(Region labeling items)
○ ○ ○ ○ ○

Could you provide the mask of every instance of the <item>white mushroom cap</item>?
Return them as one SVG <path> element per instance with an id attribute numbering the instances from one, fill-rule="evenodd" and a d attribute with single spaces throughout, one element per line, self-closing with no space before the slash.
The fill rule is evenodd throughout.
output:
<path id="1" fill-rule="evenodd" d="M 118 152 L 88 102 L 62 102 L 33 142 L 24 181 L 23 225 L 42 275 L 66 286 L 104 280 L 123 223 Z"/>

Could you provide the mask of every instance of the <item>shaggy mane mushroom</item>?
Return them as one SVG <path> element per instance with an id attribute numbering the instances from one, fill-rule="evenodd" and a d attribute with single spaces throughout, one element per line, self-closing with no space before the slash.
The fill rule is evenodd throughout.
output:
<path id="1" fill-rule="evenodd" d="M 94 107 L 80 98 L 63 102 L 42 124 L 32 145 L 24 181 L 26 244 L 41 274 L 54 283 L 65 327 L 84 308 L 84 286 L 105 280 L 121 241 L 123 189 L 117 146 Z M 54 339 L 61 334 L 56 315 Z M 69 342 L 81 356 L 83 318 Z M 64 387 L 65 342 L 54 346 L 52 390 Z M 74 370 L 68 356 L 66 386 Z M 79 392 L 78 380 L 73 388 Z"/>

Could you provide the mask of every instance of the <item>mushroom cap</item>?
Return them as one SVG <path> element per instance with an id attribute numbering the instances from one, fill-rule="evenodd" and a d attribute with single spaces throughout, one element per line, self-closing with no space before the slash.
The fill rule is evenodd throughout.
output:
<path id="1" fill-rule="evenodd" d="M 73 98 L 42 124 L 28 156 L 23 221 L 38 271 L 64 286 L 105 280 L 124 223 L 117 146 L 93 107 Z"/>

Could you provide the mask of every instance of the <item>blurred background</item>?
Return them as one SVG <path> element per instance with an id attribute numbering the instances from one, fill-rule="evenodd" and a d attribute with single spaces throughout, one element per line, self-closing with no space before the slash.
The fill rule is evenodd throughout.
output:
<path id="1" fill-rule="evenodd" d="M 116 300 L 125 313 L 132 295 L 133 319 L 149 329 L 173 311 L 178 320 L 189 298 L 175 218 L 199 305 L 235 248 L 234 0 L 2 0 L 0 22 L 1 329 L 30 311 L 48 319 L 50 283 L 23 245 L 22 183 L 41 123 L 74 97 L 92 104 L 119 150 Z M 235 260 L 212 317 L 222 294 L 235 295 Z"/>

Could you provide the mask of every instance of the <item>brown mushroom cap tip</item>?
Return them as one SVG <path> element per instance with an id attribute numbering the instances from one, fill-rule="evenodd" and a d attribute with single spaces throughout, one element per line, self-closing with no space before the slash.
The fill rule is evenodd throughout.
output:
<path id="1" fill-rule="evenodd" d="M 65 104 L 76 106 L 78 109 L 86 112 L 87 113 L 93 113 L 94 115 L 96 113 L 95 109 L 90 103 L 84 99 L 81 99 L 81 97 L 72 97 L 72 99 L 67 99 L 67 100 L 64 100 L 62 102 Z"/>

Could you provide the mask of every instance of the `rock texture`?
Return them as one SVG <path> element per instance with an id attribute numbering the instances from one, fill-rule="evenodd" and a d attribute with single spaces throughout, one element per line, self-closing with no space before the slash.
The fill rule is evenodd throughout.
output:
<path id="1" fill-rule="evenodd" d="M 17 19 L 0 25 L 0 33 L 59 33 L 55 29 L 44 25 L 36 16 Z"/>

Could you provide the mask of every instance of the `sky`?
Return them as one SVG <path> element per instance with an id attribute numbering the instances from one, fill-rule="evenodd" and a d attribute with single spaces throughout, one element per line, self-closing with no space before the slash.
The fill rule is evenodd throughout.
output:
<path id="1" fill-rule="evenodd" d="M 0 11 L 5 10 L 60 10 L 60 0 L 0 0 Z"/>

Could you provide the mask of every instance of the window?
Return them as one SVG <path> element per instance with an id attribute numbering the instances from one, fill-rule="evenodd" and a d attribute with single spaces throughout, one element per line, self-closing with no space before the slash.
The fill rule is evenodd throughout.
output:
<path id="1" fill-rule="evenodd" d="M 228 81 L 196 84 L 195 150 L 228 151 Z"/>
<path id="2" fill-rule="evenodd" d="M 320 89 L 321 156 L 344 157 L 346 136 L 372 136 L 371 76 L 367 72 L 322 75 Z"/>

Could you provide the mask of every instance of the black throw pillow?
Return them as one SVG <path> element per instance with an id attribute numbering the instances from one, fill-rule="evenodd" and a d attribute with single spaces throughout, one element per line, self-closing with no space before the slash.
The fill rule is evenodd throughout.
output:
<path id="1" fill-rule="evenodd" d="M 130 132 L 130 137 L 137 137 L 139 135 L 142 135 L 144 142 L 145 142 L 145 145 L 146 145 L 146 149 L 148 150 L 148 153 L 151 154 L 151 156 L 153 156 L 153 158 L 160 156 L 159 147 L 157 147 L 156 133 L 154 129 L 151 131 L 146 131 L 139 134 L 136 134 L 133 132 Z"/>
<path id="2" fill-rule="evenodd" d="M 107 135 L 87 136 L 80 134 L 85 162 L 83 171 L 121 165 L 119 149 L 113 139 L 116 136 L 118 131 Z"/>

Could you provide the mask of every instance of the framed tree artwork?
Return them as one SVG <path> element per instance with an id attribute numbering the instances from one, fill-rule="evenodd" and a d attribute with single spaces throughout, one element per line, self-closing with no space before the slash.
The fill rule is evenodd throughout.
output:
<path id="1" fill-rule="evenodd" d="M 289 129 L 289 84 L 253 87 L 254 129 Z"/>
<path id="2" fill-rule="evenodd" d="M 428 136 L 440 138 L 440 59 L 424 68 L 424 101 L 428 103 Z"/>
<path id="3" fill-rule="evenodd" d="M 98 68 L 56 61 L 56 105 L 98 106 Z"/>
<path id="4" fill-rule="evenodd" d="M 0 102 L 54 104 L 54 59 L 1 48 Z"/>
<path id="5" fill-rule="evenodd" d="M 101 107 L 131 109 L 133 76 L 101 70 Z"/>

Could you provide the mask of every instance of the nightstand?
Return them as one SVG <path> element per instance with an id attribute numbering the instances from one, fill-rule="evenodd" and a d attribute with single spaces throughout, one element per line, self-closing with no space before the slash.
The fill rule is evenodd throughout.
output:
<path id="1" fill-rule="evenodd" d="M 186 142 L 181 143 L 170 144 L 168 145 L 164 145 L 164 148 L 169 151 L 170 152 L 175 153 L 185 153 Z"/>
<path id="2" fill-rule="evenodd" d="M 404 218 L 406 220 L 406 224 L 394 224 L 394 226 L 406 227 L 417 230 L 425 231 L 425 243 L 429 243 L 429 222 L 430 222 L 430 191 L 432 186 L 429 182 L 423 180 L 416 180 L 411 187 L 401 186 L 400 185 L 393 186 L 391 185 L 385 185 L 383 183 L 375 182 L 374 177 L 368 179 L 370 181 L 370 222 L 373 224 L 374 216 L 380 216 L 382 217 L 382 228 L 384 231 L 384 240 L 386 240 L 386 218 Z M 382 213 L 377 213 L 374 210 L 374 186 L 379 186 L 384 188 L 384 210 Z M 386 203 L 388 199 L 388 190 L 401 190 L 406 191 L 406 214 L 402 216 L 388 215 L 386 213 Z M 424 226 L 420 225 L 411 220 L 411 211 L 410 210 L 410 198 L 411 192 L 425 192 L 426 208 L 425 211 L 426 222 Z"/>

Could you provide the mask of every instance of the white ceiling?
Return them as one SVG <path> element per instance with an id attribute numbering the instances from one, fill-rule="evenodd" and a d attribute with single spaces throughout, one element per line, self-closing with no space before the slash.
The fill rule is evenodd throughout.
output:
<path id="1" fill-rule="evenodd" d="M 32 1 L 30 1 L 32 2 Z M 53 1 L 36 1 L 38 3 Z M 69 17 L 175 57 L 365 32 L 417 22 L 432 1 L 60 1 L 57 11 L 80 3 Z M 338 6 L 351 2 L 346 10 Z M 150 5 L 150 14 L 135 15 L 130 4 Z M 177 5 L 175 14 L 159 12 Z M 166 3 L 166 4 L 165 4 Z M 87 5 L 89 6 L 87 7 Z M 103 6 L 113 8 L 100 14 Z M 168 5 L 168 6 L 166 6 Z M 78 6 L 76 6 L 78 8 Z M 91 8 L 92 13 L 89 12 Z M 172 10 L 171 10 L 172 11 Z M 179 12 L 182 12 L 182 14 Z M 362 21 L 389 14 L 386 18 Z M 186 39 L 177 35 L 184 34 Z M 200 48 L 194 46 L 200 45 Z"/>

○ ○ ○ ○ ○

* What is being asked
Lay out the lines above as a numbered list, omitting blank lines, starting with the line containing "Could you provide the mask of every instance of the <item>shaggy" and going on through the line containing "98 L 42 124".

* Written answer
1. Could you provide the mask of every instance of the <item>shaggy mane mushroom</item>?
2. Return them as one SVG <path> element per instance with an id attribute numbering the instances from one, fill-rule="evenodd" and a d attribute with single spaces throughout, one element per line, self-closing with no space before the slash.
3. The fill rule is evenodd throughout.
4. output:
5. <path id="1" fill-rule="evenodd" d="M 94 107 L 80 98 L 63 102 L 42 124 L 32 145 L 24 181 L 26 244 L 41 274 L 54 283 L 65 327 L 84 308 L 84 286 L 105 280 L 121 241 L 123 189 L 117 146 Z M 54 339 L 61 334 L 56 315 Z M 69 342 L 81 356 L 83 318 Z M 64 387 L 65 342 L 54 346 L 52 390 Z M 74 370 L 68 356 L 66 386 Z M 79 392 L 78 380 L 73 388 Z"/>
6. Could you provide the mask of every instance of the <item>mushroom cap</item>?
7. Return them as one SVG <path> element per instance with an id attribute numbering the instances from one, fill-rule="evenodd" and a d attribute with single spaces throughout, one element per line, self-closing with no space before the slash.
8. The fill rule is evenodd throughout.
9. output:
10. <path id="1" fill-rule="evenodd" d="M 73 98 L 42 124 L 28 156 L 23 221 L 38 271 L 64 286 L 105 280 L 124 223 L 117 146 L 93 107 Z"/>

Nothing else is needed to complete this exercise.